━━ Task input ━━

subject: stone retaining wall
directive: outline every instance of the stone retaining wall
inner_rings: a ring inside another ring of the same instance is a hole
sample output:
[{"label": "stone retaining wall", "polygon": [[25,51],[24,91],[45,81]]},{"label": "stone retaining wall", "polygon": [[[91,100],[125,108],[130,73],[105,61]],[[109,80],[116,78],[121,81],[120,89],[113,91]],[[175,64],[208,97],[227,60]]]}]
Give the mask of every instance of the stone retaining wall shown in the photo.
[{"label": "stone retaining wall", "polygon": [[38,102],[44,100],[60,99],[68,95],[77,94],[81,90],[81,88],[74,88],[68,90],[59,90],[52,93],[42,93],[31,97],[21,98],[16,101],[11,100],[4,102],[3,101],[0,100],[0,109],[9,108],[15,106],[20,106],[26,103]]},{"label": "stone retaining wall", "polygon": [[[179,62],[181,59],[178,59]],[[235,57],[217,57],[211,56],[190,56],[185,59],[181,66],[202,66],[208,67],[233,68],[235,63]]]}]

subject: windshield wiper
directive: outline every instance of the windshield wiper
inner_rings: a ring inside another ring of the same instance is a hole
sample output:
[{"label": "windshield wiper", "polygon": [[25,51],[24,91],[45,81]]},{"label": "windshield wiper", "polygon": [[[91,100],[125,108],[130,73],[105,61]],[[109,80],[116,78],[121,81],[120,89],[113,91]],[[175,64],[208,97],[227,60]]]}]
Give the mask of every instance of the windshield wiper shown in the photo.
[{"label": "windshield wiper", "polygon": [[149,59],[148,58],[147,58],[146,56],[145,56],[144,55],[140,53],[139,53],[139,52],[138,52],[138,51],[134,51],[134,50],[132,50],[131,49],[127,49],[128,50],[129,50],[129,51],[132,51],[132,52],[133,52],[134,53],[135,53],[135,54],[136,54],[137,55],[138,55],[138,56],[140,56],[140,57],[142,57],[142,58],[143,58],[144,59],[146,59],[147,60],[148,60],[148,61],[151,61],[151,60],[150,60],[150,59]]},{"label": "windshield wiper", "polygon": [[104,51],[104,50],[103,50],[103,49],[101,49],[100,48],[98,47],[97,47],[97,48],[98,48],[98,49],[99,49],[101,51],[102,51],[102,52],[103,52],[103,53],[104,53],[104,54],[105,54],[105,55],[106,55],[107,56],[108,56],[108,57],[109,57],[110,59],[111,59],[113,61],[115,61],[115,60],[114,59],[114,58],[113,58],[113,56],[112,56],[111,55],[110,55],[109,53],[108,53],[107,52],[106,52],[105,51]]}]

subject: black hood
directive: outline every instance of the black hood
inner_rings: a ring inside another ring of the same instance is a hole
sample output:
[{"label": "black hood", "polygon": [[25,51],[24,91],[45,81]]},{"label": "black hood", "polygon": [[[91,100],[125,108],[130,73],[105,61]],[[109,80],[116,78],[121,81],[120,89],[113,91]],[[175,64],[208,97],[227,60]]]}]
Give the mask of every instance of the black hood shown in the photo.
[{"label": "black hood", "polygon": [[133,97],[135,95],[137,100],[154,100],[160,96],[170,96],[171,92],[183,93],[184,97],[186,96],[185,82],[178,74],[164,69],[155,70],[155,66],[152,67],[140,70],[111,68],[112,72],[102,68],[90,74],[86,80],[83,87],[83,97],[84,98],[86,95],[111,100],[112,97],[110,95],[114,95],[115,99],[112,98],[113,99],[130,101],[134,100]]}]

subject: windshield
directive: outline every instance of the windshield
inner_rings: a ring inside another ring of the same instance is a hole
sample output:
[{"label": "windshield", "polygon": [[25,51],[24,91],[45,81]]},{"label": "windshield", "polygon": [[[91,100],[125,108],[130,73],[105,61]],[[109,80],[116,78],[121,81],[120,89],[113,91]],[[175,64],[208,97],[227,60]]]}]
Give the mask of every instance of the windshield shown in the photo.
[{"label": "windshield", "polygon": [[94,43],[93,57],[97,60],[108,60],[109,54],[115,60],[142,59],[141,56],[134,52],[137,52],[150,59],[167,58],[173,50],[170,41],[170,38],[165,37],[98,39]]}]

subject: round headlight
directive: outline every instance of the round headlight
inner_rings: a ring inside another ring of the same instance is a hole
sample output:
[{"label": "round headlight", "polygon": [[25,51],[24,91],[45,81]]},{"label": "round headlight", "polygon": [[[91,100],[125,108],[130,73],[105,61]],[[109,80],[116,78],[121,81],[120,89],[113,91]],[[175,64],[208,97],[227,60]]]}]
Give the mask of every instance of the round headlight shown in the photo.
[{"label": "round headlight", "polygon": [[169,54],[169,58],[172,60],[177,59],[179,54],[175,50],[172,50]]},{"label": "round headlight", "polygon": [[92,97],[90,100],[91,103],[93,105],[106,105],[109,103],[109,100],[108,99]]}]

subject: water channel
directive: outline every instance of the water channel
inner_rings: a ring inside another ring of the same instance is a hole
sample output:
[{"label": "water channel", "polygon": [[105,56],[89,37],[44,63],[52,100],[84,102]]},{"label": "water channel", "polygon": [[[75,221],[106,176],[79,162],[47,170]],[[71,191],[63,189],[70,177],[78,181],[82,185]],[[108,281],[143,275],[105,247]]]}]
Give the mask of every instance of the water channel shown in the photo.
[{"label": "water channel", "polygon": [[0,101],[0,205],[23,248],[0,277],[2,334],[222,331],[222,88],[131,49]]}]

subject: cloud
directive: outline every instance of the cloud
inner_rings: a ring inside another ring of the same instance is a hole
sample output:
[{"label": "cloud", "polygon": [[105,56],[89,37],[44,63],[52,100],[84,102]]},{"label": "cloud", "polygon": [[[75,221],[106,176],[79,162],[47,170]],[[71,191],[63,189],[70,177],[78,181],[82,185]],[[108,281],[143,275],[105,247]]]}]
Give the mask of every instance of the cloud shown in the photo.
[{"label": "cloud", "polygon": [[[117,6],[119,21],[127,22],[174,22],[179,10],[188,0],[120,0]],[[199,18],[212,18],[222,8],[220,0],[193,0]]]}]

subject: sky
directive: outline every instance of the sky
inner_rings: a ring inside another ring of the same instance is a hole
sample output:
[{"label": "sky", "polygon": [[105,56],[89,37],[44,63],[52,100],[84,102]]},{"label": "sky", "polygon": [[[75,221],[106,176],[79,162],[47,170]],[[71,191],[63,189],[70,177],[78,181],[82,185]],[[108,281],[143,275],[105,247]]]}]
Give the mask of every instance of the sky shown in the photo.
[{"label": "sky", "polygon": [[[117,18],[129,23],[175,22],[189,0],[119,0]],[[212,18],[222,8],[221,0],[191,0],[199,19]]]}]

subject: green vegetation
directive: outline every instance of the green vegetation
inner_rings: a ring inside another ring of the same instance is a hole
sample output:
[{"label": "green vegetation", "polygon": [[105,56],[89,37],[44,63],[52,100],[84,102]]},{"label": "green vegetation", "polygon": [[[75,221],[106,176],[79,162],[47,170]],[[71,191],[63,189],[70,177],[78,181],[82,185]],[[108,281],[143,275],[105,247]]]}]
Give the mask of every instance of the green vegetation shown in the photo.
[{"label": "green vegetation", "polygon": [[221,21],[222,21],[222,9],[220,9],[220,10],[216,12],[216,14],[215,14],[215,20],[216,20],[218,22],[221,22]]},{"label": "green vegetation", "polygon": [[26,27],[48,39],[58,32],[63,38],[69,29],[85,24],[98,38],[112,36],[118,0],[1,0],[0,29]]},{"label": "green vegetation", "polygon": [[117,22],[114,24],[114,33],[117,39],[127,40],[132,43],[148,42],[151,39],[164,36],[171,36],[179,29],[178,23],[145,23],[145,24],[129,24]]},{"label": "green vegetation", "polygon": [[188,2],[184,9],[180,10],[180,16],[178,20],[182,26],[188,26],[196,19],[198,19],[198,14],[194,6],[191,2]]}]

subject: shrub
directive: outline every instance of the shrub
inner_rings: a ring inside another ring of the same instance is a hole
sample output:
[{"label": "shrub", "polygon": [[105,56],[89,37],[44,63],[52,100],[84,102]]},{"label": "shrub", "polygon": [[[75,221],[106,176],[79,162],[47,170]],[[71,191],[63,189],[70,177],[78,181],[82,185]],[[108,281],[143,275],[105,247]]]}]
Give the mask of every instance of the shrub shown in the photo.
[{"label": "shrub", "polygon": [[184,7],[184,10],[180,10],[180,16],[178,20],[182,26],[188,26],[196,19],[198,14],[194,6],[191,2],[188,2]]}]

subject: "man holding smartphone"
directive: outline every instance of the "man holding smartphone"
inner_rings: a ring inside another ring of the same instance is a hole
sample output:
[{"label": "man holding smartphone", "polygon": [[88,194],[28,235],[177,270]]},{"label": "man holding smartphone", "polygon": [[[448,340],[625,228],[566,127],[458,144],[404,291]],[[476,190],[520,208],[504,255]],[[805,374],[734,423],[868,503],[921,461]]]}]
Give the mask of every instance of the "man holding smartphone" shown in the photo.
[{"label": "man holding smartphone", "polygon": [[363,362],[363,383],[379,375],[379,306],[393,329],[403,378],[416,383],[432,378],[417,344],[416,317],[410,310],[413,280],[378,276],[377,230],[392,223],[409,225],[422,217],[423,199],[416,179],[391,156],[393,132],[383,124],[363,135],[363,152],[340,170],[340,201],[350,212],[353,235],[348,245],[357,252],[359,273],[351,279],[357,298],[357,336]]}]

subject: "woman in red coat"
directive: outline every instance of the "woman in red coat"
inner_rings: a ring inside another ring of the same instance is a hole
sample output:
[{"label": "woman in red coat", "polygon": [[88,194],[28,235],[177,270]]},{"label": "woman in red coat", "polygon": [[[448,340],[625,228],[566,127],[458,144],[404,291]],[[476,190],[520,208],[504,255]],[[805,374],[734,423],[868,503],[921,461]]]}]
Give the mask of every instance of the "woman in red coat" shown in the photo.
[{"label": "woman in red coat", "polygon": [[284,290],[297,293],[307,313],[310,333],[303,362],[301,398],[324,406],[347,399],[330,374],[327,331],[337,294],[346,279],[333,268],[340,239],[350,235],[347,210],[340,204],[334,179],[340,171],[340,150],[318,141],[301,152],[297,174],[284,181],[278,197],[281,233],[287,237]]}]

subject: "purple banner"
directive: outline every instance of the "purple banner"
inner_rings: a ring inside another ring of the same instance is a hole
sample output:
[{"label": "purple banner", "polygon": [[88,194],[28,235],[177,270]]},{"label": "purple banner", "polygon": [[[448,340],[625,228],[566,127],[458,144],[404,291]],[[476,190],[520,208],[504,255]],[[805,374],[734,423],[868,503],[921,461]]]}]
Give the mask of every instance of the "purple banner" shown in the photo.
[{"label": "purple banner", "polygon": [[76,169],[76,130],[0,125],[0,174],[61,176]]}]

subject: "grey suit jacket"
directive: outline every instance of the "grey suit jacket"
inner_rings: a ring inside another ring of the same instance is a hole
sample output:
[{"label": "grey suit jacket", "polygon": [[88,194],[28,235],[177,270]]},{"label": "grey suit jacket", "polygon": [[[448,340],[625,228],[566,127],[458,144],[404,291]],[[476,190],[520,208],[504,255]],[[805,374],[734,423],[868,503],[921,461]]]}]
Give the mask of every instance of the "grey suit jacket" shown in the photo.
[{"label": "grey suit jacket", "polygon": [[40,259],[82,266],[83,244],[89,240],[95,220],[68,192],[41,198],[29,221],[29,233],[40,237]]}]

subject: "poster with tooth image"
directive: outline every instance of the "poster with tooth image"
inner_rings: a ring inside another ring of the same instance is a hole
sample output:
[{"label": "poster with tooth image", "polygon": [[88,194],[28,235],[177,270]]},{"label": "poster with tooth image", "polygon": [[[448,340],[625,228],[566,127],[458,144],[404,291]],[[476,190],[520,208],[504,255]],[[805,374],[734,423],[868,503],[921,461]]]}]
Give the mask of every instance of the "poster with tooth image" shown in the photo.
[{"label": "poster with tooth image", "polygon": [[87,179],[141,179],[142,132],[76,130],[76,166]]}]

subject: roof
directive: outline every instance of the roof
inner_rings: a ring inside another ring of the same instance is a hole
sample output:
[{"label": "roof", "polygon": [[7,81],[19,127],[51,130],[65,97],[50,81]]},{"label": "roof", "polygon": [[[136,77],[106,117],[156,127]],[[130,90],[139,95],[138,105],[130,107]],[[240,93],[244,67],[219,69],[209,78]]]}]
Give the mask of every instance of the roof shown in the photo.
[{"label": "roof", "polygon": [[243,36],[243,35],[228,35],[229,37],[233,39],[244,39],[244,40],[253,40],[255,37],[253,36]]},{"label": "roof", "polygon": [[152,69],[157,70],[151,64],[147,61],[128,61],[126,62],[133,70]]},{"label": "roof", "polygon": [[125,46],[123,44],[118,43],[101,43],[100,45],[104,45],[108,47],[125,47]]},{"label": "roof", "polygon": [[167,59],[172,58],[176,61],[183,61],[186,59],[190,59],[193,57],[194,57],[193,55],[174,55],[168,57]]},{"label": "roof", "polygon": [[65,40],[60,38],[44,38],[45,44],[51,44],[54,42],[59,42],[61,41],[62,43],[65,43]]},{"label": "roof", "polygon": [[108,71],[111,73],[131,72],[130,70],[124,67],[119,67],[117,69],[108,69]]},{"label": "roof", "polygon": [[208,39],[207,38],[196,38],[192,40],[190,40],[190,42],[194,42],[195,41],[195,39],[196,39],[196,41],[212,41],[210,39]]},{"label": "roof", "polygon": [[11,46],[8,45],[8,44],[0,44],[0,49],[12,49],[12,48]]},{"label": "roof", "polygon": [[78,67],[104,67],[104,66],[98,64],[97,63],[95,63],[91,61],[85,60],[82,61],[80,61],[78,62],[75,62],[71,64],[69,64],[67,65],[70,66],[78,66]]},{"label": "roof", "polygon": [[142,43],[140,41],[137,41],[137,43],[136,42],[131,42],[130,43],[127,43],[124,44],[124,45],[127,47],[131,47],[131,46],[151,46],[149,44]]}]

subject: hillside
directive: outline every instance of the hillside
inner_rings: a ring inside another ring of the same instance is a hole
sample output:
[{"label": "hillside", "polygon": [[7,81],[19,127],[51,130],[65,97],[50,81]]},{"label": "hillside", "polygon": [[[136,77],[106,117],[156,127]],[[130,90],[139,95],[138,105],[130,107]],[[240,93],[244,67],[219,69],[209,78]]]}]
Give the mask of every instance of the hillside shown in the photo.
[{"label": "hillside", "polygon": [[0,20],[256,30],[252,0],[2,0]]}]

━━━

> Objective
Repeat exactly the lines above from the line that contains "subject: hillside" through the end. Include both of these ends; leave out everything else.

> Full output
subject: hillside
directive: outline every instance of the hillside
inner_rings: a ring inside another ring of the same instance is a hole
sample output:
[{"label": "hillside", "polygon": [[7,81],[19,127],[51,130],[65,97],[50,81]]},{"label": "hillside", "polygon": [[[136,77],[106,117],[156,127]],[[130,90],[139,95],[138,105],[130,107]],[[240,93],[244,67],[219,69],[209,78]]]}]
Give the mask of every instance of the hillside shown in the photo.
[{"label": "hillside", "polygon": [[0,20],[256,30],[252,0],[2,0]]}]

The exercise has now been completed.